__WRITTEN PROBLEM__:
Output exactly the lines that run from the line with "the dog's eye" to the end of the material, both ends included, and no other lines.
START INPUT DATA
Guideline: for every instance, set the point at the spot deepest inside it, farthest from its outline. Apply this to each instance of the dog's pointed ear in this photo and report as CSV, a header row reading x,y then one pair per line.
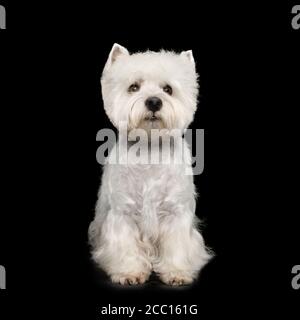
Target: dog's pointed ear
x,y
188,55
115,53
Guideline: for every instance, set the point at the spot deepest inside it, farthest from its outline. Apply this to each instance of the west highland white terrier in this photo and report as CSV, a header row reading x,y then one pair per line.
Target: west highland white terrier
x,y
145,214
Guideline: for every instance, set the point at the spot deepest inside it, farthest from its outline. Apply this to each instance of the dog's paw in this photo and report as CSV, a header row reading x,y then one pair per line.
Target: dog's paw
x,y
130,278
176,278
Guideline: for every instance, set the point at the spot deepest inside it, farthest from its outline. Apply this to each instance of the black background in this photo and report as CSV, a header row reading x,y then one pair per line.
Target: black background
x,y
51,61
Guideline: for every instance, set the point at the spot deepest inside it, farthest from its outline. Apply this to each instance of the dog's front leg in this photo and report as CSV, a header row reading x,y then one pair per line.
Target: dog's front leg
x,y
182,252
119,250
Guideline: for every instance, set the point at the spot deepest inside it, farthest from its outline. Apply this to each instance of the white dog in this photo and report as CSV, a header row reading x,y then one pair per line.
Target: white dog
x,y
145,215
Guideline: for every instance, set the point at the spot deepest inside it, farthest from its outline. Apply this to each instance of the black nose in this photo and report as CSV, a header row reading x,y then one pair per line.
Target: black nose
x,y
153,104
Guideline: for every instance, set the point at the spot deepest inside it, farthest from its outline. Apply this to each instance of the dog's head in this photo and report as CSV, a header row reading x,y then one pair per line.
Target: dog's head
x,y
150,90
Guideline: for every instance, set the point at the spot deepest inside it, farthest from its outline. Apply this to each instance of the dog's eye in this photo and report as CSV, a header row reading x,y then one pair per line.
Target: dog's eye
x,y
134,87
168,89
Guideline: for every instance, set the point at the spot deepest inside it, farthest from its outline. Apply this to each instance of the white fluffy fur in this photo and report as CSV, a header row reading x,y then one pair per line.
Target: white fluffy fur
END INPUT DATA
__SOLUTION__:
Guideline: for every instance, set the point at the spot deepest inside it, farthest from its outline. Apply this to each instance of the dog's eye in this photo and report as CSV, a header row reading x,y then one pair per line.
Target: dog's eye
x,y
134,87
168,89
Guideline: for every instance, set the point at the spot deepest inside it, farthest from its outline. Apply this to each instance of the white fluffy fur in this photo and report as CSV, a header row reading x,y then one pair per line.
Target: white fluffy fur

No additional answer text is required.